Here is an example of revealed values: While there is no objective reason to study the experiences of men preferentially, medical research especially has a long history of focusing on men, resulting in less information on treatment efficacy among women.Reference Potochnik13 We agree with the philosopher of science Kevin C. Elliott, who argues that “values are not completely absent for any area of science” (p. 11 Chapter 1).Reference Elliott14 Instead of pretending otherwise, we should be realistic, transparently acknowledging our values, scrutinizing them, and demanding that they reflect social and ethical priorities.
We do not mean to suggest that this is easy, not least because researchers are not necessarily rewarded for doing high-value research. Research scientists are positively reinforced – with academic promotions, awards, funding, citations, and so on – for having a deep knowledge of relevant literature, mastering procedures, and productivity as measured by publication and citation metrics. But productivity in these terms is not meaningful to patients. Where valuable research is also risky – in the sense that it may not produce results that win the attention of top-journal editors – there is a good chance that no one will undertake it. There is something to be said for balancing high-risk, high-interest projects with lower-risk, lower-interest projects (p. 1530), but many scientists will go further, choosing caution at all times.Reference Kahn15
Even interesting research questions are not necessarily good ones. The FINER criteria suggest that researchers prioritize interest, yet what interests a person reflects their preferences, which are synonymous with biases.Reference Holland16 To be clear, we use the term bias descriptively rather than judgmentally; bias does not necessarily have positive or negative valence. The point is simply to recognize that researchers should scrutinize their own preferences. So here is a good question: Why does this research, in particular, interest me? Is it the most socially useful research I could be doing, or is it a tidy, short-term experiment selected for low risk – the kind of work that demonstrates productivity in the short term but is unlikely to contribute to valuable longer-term outcomes for patients?

## REQUIREMENT
Answer these questions from the excerpt on values in research:
(a) Which philosopher of science do the authors say they agree with?
(b) What four rewards does the excerpt list first as positive reinforcement for research scientists?
(c) Which criteria suggest that researchers prioritize interest?

## RECORDS
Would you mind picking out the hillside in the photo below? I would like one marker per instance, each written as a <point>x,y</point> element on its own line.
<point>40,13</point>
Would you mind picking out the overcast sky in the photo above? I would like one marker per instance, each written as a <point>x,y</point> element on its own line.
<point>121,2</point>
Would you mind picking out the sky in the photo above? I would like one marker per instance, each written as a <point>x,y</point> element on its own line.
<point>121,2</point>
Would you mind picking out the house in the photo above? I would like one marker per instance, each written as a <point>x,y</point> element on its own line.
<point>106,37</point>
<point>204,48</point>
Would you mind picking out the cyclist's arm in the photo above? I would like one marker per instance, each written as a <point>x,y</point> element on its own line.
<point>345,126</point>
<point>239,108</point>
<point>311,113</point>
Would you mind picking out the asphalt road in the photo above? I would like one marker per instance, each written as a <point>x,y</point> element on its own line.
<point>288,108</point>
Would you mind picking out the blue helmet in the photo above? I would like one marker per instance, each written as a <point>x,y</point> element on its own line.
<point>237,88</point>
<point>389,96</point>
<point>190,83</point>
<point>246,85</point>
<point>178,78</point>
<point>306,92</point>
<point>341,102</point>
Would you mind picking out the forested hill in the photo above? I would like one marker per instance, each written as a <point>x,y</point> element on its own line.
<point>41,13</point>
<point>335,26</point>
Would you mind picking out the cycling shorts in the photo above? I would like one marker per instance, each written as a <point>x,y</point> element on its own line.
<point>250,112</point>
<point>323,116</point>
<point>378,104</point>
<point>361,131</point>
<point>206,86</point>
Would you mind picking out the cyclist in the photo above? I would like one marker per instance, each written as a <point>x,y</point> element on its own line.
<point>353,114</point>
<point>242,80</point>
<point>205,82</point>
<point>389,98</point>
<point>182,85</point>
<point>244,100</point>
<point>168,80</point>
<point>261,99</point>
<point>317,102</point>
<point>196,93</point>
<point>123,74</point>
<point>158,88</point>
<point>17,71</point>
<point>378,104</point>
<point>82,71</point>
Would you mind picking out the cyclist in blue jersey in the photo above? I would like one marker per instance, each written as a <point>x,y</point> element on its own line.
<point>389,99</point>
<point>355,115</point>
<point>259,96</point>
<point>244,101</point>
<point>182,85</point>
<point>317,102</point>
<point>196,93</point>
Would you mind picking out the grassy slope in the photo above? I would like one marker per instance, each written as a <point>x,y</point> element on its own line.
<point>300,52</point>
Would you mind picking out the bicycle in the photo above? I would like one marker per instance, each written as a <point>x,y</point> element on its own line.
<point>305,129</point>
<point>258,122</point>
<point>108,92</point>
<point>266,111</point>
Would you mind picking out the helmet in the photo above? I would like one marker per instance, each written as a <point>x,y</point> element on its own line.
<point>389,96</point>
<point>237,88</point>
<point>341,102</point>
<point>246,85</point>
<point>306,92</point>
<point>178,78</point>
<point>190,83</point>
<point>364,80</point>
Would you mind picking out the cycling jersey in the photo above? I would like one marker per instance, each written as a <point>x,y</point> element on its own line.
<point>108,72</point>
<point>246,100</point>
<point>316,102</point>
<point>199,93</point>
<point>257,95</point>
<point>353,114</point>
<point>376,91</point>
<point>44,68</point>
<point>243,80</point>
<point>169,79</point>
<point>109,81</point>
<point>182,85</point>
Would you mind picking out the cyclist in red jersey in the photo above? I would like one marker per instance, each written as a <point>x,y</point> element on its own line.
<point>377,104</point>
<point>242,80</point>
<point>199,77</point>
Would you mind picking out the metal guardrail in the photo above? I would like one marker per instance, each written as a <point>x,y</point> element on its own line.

## TASK RESPONSE
(a) Kevin C. Elliott
(b) Academic promotions, awards, funding, and citations
(c) The FINER criteria